* Problem requirements: Repeat the data that follows in full. Do not include the pictures.

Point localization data
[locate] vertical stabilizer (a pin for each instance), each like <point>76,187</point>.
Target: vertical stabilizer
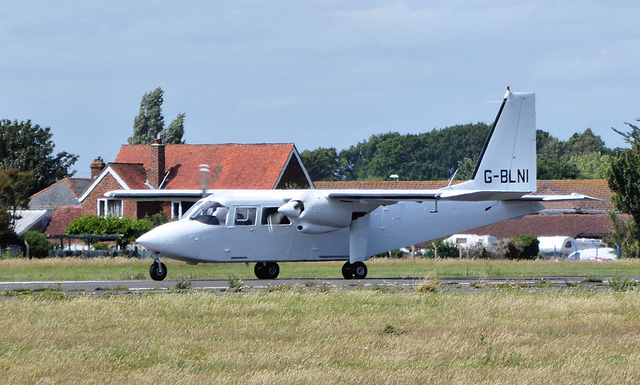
<point>508,159</point>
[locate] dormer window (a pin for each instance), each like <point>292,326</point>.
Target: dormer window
<point>110,208</point>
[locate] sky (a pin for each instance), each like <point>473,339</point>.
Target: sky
<point>314,73</point>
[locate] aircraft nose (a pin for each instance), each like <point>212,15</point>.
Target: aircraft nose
<point>161,238</point>
<point>151,240</point>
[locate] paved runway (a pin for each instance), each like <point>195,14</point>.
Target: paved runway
<point>442,284</point>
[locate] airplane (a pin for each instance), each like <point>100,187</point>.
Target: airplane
<point>270,226</point>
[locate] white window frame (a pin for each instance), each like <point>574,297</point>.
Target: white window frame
<point>104,207</point>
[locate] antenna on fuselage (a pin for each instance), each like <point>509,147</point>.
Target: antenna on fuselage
<point>204,178</point>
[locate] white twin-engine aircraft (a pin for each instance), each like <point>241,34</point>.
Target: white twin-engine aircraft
<point>271,226</point>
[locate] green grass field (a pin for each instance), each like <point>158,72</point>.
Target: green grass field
<point>127,269</point>
<point>311,336</point>
<point>316,335</point>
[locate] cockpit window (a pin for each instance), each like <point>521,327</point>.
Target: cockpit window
<point>210,213</point>
<point>271,217</point>
<point>245,216</point>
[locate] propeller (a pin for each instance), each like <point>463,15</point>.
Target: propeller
<point>204,178</point>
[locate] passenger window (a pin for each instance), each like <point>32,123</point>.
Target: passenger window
<point>245,216</point>
<point>271,216</point>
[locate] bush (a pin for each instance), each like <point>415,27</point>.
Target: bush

* Completed task:
[locate] vertical stabilizer (a pin for each instance), each like <point>76,187</point>.
Target: vertical stabilizer
<point>508,159</point>
[locate] dormer window (a pin for each instance), each like <point>292,326</point>.
Target: dormer window
<point>110,208</point>
[locate] sky (a pin for each instance), each like <point>473,339</point>.
Target: sky
<point>314,73</point>
[locate] aircraft nose (a pin for each instance), each like <point>212,15</point>.
Target: aircraft nose
<point>161,238</point>
<point>151,240</point>
[locate] paved runway (a pin for each instance), each like <point>195,14</point>.
Target: paved runway
<point>442,284</point>
[locate] airplane (a pin for each instance), each like <point>100,187</point>.
Target: airplane
<point>270,226</point>
[locate] white window frame (a pin for each instance), each like <point>574,297</point>.
Target: white window frame
<point>104,207</point>
[locate] antenna on fuselage (a pin for each instance), each like <point>509,147</point>.
Target: antenna on fuselage
<point>204,178</point>
[locate] white twin-engine aircraft (a pin for each instance), each like <point>241,34</point>.
Target: white twin-engine aircraft
<point>271,226</point>
[locate] green grass field (a pin for each instance), each like <point>158,72</point>.
Target: green grass field
<point>127,269</point>
<point>311,336</point>
<point>316,335</point>
[locate] cockpit window (a pin for each instance), each like <point>521,327</point>.
Target: cockpit window
<point>210,213</point>
<point>271,217</point>
<point>245,216</point>
[locate] propeller (a pin for each instance), each like <point>463,15</point>.
Target: propeller
<point>204,178</point>
[locate] passenger window (a pin for each instance), each like <point>32,123</point>.
Target: passenger window
<point>245,216</point>
<point>271,216</point>
[locate] bush (a pin for each instance), each like <point>415,27</point>.
Target: bush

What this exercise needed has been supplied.